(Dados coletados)
>>>>

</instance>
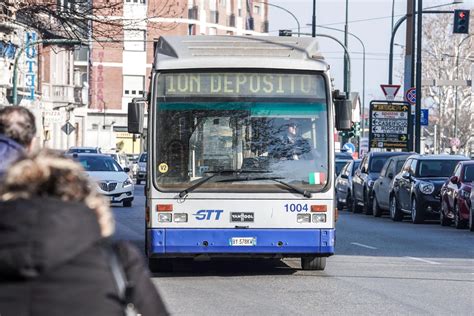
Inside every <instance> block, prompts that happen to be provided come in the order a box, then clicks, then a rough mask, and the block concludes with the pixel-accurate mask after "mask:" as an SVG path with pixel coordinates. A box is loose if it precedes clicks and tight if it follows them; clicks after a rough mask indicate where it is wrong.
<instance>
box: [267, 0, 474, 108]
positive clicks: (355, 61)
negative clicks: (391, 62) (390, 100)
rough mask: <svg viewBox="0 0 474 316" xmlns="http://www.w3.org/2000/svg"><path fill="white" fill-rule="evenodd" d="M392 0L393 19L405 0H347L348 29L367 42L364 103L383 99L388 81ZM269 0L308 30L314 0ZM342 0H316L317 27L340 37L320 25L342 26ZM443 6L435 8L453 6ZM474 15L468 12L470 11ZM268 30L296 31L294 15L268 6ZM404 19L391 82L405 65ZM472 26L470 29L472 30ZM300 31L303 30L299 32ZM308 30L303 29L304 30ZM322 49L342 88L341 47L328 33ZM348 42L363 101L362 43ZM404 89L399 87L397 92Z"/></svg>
mask: <svg viewBox="0 0 474 316" xmlns="http://www.w3.org/2000/svg"><path fill="white" fill-rule="evenodd" d="M392 1H394V23H396V22H397V20H398V19H400V17H402V16H403V15H405V14H406V9H407V4H406V2H407V1H406V0H349V1H348V2H349V8H348V11H349V14H348V21H349V23H348V31H349V32H350V33H353V34H354V35H356V36H357V37H359V38H360V39H361V40H362V42H363V44H364V46H365V55H366V57H365V58H366V67H365V68H366V70H365V72H366V74H365V105H366V107H368V104H369V102H370V100H375V99H385V97H384V94H383V92H382V89H381V88H380V85H381V84H386V83H388V56H389V44H390V35H391V23H392ZM451 2H452V0H444V1H443V0H441V1H439V0H432V1H429V0H424V1H423V7H424V8H427V7H431V6H437V5H441V4H446V3H451ZM269 3H270V4H275V5H278V6H281V7H283V8H285V9H287V10H288V11H291V12H292V13H293V14H294V15H295V16H296V18H297V19H298V21H299V23H300V26H301V32H302V33H309V36H311V30H312V29H311V21H312V14H313V1H312V0H269ZM345 4H346V1H345V0H316V33H322V34H328V35H332V36H335V37H337V38H338V39H339V40H340V41H342V42H343V41H344V33H343V32H340V31H333V30H328V29H324V28H322V27H318V25H319V26H326V27H332V28H338V29H340V30H344V24H345ZM453 8H454V7H452V6H451V7H450V6H444V7H441V8H438V9H439V10H444V9H446V10H448V9H453ZM456 8H459V9H473V8H474V0H464V3H463V4H460V5H456ZM471 18H472V17H471ZM269 23H270V24H269V30H270V35H276V36H277V35H278V30H279V29H291V30H293V31H294V32H297V23H296V21H295V19H294V18H293V17H292V16H291V15H290V14H289V13H287V12H285V11H284V10H282V9H279V8H276V7H272V6H269ZM405 32H406V30H405V23H404V24H403V25H402V26H400V28H399V29H398V31H397V36H396V37H395V43H396V45H395V47H394V72H393V74H394V77H393V83H394V84H402V87H403V83H402V80H403V79H402V78H401V77H400V75H399V74H400V73H401V72H402V70H403V67H404V66H403V63H404V62H403V54H404V45H405V35H406V34H405ZM471 32H472V31H471ZM302 36H303V35H302ZM304 36H307V35H304ZM319 45H320V50H321V52H322V54H323V55H324V56H325V58H326V61H327V62H328V63H329V64H330V67H331V75H332V76H333V77H334V79H335V80H334V83H335V86H336V89H340V90H343V70H344V66H343V62H344V59H343V56H344V55H343V49H342V47H340V46H339V45H338V44H336V43H335V42H334V41H332V40H331V39H326V38H320V39H319ZM348 47H349V52H350V55H351V72H352V74H351V90H352V91H357V92H359V94H360V96H361V101H362V92H363V85H362V82H363V81H362V78H363V76H362V75H363V71H362V70H363V68H362V65H363V63H362V60H363V54H362V52H363V50H362V46H361V44H360V43H359V42H358V41H357V40H356V39H354V38H353V37H351V36H349V39H348ZM401 93H402V90H400V91H399V92H398V96H401Z"/></svg>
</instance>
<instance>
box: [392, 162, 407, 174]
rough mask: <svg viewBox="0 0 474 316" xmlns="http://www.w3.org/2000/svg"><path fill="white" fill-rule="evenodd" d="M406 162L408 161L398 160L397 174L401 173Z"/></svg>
mask: <svg viewBox="0 0 474 316" xmlns="http://www.w3.org/2000/svg"><path fill="white" fill-rule="evenodd" d="M405 161H406V160H398V161H397V165H396V166H395V173H399V172H400V171H401V170H402V168H403V165H404V164H405Z"/></svg>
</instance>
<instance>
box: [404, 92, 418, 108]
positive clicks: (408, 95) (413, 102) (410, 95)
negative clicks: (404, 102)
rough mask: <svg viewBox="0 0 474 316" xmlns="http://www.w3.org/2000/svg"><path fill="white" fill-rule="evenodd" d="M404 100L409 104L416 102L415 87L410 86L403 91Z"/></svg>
mask: <svg viewBox="0 0 474 316" xmlns="http://www.w3.org/2000/svg"><path fill="white" fill-rule="evenodd" d="M405 101H407V102H409V103H410V104H411V105H414V104H416V89H415V88H410V89H408V90H407V92H406V93H405Z"/></svg>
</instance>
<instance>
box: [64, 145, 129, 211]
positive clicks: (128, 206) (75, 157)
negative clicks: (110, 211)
mask: <svg viewBox="0 0 474 316" xmlns="http://www.w3.org/2000/svg"><path fill="white" fill-rule="evenodd" d="M72 157H73V158H74V159H75V160H76V161H78V162H79V163H80V164H81V165H82V166H83V167H84V169H86V171H87V173H88V174H89V176H90V177H91V178H92V179H94V180H95V181H96V182H97V183H98V191H99V193H101V194H103V195H105V196H106V197H108V198H110V202H111V203H122V204H123V206H124V207H131V206H132V201H133V191H134V185H133V181H132V179H130V177H129V175H128V172H130V169H129V168H122V167H120V165H119V164H118V163H117V162H116V161H115V160H114V159H113V158H112V157H110V156H109V155H102V154H73V155H72Z"/></svg>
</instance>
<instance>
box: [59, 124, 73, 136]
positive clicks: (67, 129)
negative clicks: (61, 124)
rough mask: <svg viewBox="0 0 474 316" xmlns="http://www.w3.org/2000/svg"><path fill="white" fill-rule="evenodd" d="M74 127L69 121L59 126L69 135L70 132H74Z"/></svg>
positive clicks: (70, 132)
mask: <svg viewBox="0 0 474 316" xmlns="http://www.w3.org/2000/svg"><path fill="white" fill-rule="evenodd" d="M75 129H76V128H75V127H74V126H72V124H71V123H69V122H66V124H64V125H63V126H62V127H61V130H62V131H63V132H64V133H66V135H70V134H71V133H72V132H74V130H75Z"/></svg>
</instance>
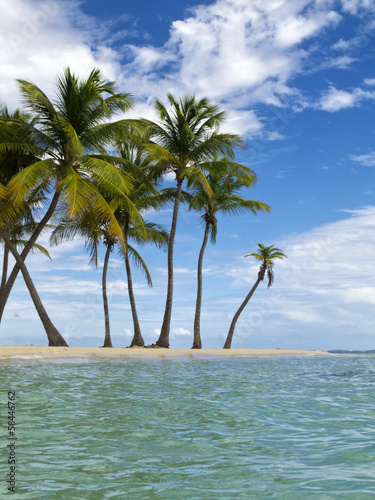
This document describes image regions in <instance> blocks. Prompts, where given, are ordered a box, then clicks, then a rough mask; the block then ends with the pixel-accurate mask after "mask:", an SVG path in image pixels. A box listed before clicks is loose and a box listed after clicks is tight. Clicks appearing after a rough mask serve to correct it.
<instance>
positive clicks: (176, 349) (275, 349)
mask: <svg viewBox="0 0 375 500" xmlns="http://www.w3.org/2000/svg"><path fill="white" fill-rule="evenodd" d="M293 355H294V356H326V355H330V353H328V352H327V351H324V350H321V351H306V350H298V349H165V348H145V347H112V348H104V347H48V346H27V345H23V346H0V359H1V358H10V359H12V358H18V357H24V356H27V357H28V358H31V359H32V358H38V357H39V358H40V357H43V358H71V357H74V358H77V357H85V358H86V357H89V358H135V357H137V358H139V357H147V358H149V357H156V358H175V357H184V358H192V359H194V358H215V357H247V356H257V357H259V356H260V357H261V356H293Z"/></svg>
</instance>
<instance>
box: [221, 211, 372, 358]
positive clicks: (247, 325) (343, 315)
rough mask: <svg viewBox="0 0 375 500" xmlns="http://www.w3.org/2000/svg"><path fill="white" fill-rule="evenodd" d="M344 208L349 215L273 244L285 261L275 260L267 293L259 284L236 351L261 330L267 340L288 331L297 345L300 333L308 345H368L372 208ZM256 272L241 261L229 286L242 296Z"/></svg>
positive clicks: (289, 237) (325, 345) (371, 275)
mask: <svg viewBox="0 0 375 500" xmlns="http://www.w3.org/2000/svg"><path fill="white" fill-rule="evenodd" d="M342 211H343V212H347V213H350V215H351V217H349V218H346V219H343V220H341V221H337V222H333V223H330V224H326V225H323V226H321V227H319V228H316V229H314V230H311V231H308V232H306V233H302V234H297V235H290V236H287V237H286V238H284V240H283V241H278V242H276V246H277V247H279V248H281V249H283V251H284V252H285V253H286V254H287V256H288V259H286V260H284V261H282V262H279V261H277V262H276V263H275V267H274V272H275V282H274V286H273V287H272V288H271V289H269V290H267V287H266V286H265V284H261V285H260V286H259V289H258V290H257V291H256V293H255V294H254V296H253V298H252V299H251V305H249V306H248V307H247V309H245V311H244V313H243V317H241V318H242V319H241V318H240V320H239V323H238V327H237V329H238V334H239V337H238V339H237V342H238V344H237V345H238V346H239V345H240V344H241V343H246V342H247V343H248V342H249V337H252V342H254V341H256V339H257V335H258V332H260V331H261V332H262V336H267V337H268V338H272V337H275V338H277V337H278V336H280V338H282V335H285V334H286V335H287V336H288V337H289V336H290V338H292V337H294V338H295V342H299V341H301V336H302V337H303V338H304V340H303V342H306V345H310V347H312V348H319V345H320V346H322V348H331V349H332V348H334V347H335V346H336V348H340V346H341V347H343V348H353V347H355V346H356V345H357V346H360V345H361V344H362V343H363V344H365V343H366V342H367V345H368V340H366V339H368V336H369V335H372V334H373V330H374V327H375V321H374V320H373V307H374V303H375V288H374V282H375V266H374V265H373V257H372V256H373V248H374V246H375V207H374V206H369V207H363V208H361V209H356V210H342ZM258 268H259V265H258V264H256V263H255V262H251V260H250V259H240V260H238V262H237V266H236V268H231V269H230V271H229V270H228V274H230V276H232V279H233V278H234V281H233V282H232V286H233V287H235V289H238V288H240V287H241V288H242V289H244V292H243V296H245V294H246V293H247V292H246V290H248V289H249V287H250V286H252V284H253V283H254V281H255V279H256V276H257V271H258ZM239 304H240V300H239V301H238V305H239ZM241 332H242V333H241ZM308 332H310V333H308ZM235 335H236V334H235ZM307 335H312V338H311V339H310V341H309V340H307V337H306V336H307ZM363 344H362V345H363ZM313 346H314V347H313ZM350 346H351V347H350ZM367 348H368V347H367Z"/></svg>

<<<<

● O que se pede
Por favor, reproduza sem alterações o trecho dos registros que vai do início até a linha que contém "negative clicks: (391, 62) (390, 100)", incluindo essa linha. Deixe as imagens de fora da resposta.

● Espaço para resposta
</instance>
Inside every <instance> block, prompts that happen to be provided come in the order a box, then clicks, then a rough mask, and the block concludes with the pixel-accurate mask after "mask:" as an SVG path with pixel coordinates. A box is loose if it precedes clicks and tight if it follows them; clicks after a rough mask indicate where it is wrong.
<instance>
box: [267, 0, 474, 108]
positive clicks: (355, 61)
negative clicks: (391, 62) (390, 100)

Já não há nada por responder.